→ Assignment 1
Copy the forum thread on March temperature statistics from "New value: 80.3." up to and including "the actual problem.".
→ Assignment 2
Continue the forum thread on March temperature statistics from where it stops.

→ Reading passage
Hacker News new | past | comments | ask | show | jobs | submit login

You know what is interesting about that article? The total lack of statistical insight.

"The average temperature of 51.1 degrees F was 8.6 degrees above the 20th century average for March and 0.5 degrees F warmer than the previous warmest March in 1910."

Without standard deviations, who cares?

And clicking through to the main article, I'm surprised by how many words can be written without saying anything of consequence. Even the graph showing Green Bay temperature looks like nothing more than a plot of noise.

Edit: Now that I think about it, the lack of basic statistical disclosures is pretty damning evidence that nothing significant has happened.




Did you just read the 6 sentence summary without clicking through and looking for the data? Here's a paper used in the analysis which you just read that talks about the uncertainty and standard deviations: ftp://ftp.ncdc.noaa.gov/pub/data/ushcn/v2/monthly/algorithm-uncertainty/

> Edit: Now that I think about it, the lack of basic statistical disclosures is pretty damning evidence that nothing significant has happened.

No.


I happen to work with NOAA and NASA scientists on coupling Earth System Models. NOAA does understand elementary descriptive statistics (so does NASA). Sometimes average temperature distributions are skewed and do not have a finite standard deviation. This is the case for the distribution of annual change in global average temperature, which deviates from a normal distribution (skewed to the right). Sample estimates of standard deviations of global average annual temperature change are meaningless because the standard deviation isn't finite. Instead you'll see measures that are meaningful (mean, min, max). Don't assume that all distributions have finite variance.


I understand what you're saying, but it's also kind of begging the question. We can't calculate a standard deviation because temperatures are rising, but we also can't test if temperatures are unusually warm because we don't have a standard deviation?


I think the message is simple: standard deviations don't provide insight when your main concern is extreme values (max/min temperatures, in this case).


That's equally circular. How do you know it's an extreme value?


It's at either end of a set of values?


Set of values: [ 80.1, 80.2, 79.8, 80.1, 80.0, 79.9, 80.1, 80.1 ]

New value: 80.3. It's a record high, but is it an extreme value? i.e., are record highs extreme values by definition?


I'm not expert with these data, but your example is not a fair analog. Let's go back to the actual problem.

From a casual glance at the graphs showing past hot years (each one shows 5), NOAA appears to have records for most cities going back to the 1950s (probably 100 years in some cases).

So, in a set of 63 (1950-2012) values, which are themselves average temperatures (and thus representative of some kind of trend, not just a single hot day), the procedure picks out the 5 highest values of average temperature.

It's reasonable to expect that the sequences corresponding to these 5 highest values will be unusual when compared to the other 58. Nothing weird about that.

Of course, if they had only 10 years data, as in your example above, or if they weren't using monthlong averages, it would be a different story.


I linked this elsewhere, but in case people didn't notice...

The raw temperature data is available at http://www.ncdc.noaa.gov/temp-and-precip/time-series/index.p...

The standard deviation is 2.89.


Standard deviations are one measure of a probability distribution. Order statistics (max and min) are another, and those are given in these graphs in the supplemental information and data page, linked to in the overview section.

http://www.ncdc.noaa.gov/special-reports/march-2012-heat-wav...

→ Data for review
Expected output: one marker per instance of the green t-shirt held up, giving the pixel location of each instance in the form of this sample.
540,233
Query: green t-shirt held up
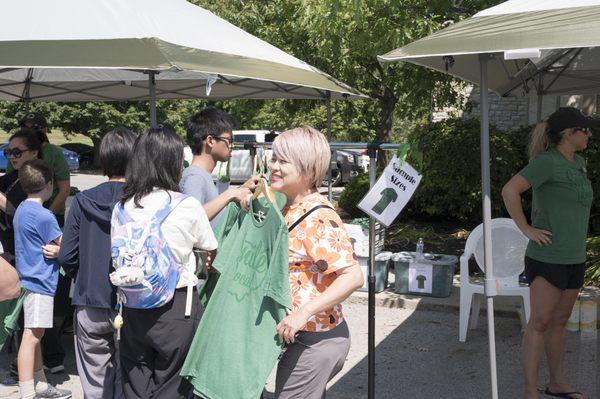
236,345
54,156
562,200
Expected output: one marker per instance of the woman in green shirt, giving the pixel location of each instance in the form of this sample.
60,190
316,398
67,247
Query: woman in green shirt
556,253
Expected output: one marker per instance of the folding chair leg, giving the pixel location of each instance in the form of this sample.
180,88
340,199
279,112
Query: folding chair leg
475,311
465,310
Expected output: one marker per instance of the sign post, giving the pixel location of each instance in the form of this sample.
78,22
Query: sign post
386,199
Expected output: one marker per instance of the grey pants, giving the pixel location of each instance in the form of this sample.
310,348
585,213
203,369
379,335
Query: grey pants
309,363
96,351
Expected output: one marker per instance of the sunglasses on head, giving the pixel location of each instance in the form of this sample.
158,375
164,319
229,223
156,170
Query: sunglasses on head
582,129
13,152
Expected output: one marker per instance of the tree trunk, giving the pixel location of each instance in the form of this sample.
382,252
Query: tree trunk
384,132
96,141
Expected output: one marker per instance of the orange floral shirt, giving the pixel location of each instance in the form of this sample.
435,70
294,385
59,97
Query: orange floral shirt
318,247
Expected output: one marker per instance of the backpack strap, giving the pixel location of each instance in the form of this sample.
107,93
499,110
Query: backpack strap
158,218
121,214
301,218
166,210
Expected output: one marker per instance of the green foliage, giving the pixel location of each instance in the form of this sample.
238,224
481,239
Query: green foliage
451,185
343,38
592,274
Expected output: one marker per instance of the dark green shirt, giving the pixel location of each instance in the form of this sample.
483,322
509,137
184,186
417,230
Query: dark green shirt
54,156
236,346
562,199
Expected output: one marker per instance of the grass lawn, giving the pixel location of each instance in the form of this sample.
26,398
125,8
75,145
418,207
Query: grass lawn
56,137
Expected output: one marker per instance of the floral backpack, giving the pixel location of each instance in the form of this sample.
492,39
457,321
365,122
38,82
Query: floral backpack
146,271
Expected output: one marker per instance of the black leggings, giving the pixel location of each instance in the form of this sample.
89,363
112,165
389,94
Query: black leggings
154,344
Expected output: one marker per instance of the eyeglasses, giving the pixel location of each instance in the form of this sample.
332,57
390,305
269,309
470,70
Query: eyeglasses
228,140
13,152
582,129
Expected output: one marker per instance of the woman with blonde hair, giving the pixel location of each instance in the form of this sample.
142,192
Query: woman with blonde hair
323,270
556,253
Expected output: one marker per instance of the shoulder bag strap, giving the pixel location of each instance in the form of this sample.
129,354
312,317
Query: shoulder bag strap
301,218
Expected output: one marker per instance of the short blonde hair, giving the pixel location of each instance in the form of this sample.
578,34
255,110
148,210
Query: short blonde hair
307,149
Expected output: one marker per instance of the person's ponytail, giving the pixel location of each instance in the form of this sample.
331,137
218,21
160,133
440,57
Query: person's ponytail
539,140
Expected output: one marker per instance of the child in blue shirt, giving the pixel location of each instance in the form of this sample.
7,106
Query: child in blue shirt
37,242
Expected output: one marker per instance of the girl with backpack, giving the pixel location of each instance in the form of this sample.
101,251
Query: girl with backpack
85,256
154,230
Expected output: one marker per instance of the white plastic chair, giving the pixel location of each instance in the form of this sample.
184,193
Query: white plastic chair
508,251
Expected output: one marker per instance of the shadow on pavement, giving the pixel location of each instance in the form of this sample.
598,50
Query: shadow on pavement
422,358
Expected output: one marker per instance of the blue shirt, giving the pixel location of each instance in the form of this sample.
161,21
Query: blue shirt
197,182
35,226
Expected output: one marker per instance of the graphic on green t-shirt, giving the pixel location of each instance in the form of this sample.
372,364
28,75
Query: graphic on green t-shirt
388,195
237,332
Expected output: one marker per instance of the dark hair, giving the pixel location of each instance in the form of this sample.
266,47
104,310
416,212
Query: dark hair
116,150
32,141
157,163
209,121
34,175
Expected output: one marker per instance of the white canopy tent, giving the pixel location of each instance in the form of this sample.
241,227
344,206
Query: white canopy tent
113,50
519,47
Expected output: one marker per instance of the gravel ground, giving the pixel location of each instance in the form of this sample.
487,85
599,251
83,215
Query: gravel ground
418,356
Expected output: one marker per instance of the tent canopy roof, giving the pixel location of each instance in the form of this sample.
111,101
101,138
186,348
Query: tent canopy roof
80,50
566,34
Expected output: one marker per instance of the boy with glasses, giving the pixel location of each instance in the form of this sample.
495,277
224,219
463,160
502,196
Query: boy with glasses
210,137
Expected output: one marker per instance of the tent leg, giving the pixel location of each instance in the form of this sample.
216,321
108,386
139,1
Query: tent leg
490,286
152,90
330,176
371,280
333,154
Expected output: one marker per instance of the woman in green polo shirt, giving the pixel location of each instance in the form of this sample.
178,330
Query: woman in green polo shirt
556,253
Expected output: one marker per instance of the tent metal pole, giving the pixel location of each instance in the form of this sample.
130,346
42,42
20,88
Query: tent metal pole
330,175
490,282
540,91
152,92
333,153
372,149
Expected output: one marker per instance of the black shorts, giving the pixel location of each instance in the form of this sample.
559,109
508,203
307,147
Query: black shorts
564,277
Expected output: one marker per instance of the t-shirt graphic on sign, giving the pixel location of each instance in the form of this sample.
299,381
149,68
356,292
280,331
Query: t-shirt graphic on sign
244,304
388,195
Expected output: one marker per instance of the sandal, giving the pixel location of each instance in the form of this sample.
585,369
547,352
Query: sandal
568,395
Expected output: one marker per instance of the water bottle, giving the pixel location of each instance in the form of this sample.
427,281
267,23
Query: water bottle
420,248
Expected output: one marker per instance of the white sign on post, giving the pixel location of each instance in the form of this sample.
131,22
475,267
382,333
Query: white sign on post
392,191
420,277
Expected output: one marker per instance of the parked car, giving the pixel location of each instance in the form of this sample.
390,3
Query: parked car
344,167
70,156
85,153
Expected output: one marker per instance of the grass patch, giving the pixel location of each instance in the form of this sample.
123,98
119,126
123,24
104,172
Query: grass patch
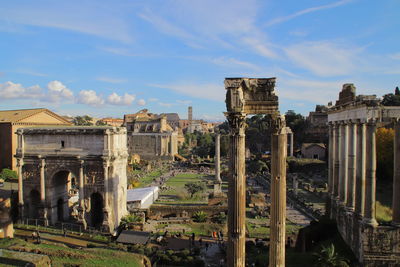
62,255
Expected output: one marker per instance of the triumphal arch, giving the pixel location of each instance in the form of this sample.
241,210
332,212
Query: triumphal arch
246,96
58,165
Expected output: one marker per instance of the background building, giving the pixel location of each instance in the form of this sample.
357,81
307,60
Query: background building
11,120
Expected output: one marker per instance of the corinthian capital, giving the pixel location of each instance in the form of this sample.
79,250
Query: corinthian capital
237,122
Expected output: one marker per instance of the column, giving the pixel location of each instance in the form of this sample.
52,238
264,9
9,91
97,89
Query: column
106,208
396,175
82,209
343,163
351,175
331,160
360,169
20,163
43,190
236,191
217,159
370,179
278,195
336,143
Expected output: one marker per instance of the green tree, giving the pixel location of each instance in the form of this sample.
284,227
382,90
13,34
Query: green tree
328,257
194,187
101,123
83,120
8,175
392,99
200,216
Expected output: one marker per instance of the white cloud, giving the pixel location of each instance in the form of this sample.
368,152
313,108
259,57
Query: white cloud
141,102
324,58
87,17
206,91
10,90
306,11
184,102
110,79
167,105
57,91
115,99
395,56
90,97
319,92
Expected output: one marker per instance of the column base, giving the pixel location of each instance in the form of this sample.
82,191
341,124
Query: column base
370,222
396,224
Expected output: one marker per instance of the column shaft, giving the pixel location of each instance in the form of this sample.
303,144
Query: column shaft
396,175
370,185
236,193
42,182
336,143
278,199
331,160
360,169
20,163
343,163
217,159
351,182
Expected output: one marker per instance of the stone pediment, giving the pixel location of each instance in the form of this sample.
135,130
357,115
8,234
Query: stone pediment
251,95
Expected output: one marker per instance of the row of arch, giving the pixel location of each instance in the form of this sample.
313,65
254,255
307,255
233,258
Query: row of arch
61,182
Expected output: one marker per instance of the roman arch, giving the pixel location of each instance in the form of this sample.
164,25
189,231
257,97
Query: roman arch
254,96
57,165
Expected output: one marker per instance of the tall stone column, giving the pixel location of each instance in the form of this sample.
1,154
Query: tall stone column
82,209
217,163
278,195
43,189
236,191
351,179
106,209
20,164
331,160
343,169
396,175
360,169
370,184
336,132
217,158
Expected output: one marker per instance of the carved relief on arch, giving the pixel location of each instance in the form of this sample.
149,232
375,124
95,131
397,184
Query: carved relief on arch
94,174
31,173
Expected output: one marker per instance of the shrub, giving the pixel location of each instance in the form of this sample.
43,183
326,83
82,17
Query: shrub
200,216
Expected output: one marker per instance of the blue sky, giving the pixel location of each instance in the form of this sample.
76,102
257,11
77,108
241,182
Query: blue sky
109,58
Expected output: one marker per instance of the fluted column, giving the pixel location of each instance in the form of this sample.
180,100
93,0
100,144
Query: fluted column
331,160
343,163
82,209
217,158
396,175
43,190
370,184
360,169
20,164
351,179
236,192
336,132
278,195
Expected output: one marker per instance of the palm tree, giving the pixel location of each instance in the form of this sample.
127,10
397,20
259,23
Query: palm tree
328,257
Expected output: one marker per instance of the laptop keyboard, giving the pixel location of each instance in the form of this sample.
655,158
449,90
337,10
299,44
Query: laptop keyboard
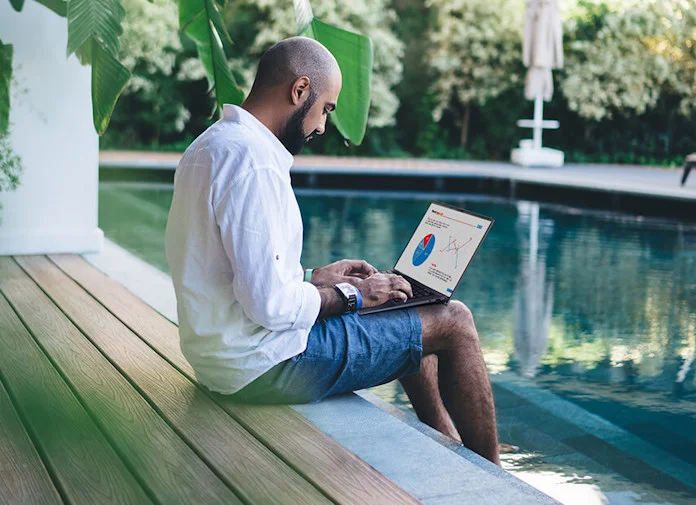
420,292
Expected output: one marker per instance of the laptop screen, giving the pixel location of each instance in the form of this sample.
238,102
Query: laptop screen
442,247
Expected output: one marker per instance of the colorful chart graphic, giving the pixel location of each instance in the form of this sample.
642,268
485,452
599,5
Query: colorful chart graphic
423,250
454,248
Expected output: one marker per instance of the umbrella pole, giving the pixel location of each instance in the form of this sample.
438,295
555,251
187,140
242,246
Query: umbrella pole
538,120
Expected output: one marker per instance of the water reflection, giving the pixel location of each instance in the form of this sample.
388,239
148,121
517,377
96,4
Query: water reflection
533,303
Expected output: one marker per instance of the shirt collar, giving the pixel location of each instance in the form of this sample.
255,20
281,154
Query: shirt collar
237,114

→ Expected answer 1
New value: 80.3. It's a record high, but is it an extreme value? i.e., are record highs extreme values by definition?


I'm not expert with these data, but your example is not a fair analog. Let's go back to the actual problem.

→ Expected answer 2
I don't think we're looking at the same graphs. The ones I see just plot YTD average temps for the five warmest years. Even the "min" charts are still for the same five years. Except it's different years for every city. There's no way I could get a good sense of the distribution from these charts.


I appreciate that you went ahead and clicked through to the data available, rather than critiquing a press release for not containing enough hard data. Here's why I think the plots did not show standard deviations --

Standard deviations are not an appropriate summary when talking about extreme values.

We're basically conditioning on extreme values ("plot temperatures of all cities having their hottest March on record in 2012"). So, while the standard deviation might be a useful summary of:

  P(temperature on day t),
a standard deviation would not be a useful summary of:

  P(temperature on day t | average temperature is highest recorded)
In general, after you condition in this way, the events ("sample paths" of the function "temperature at time t") don't look like the rest of the population.

They're oddballs, and by definition, there are only a few of them -- only one March can be the hottest on record. Maybe the best comparison would be the second-hottest March, so plot that one.

There would certainly, for example, be no reason to believe this population looks Gaussian in the tail. In fact, it would probably be misleading to make any assumption about what a "typical" extreme sample looks like. This is probably why just other sample paths (temperature as a function of t) for that location were given, rather than some summary statistic. You can't average oddballs.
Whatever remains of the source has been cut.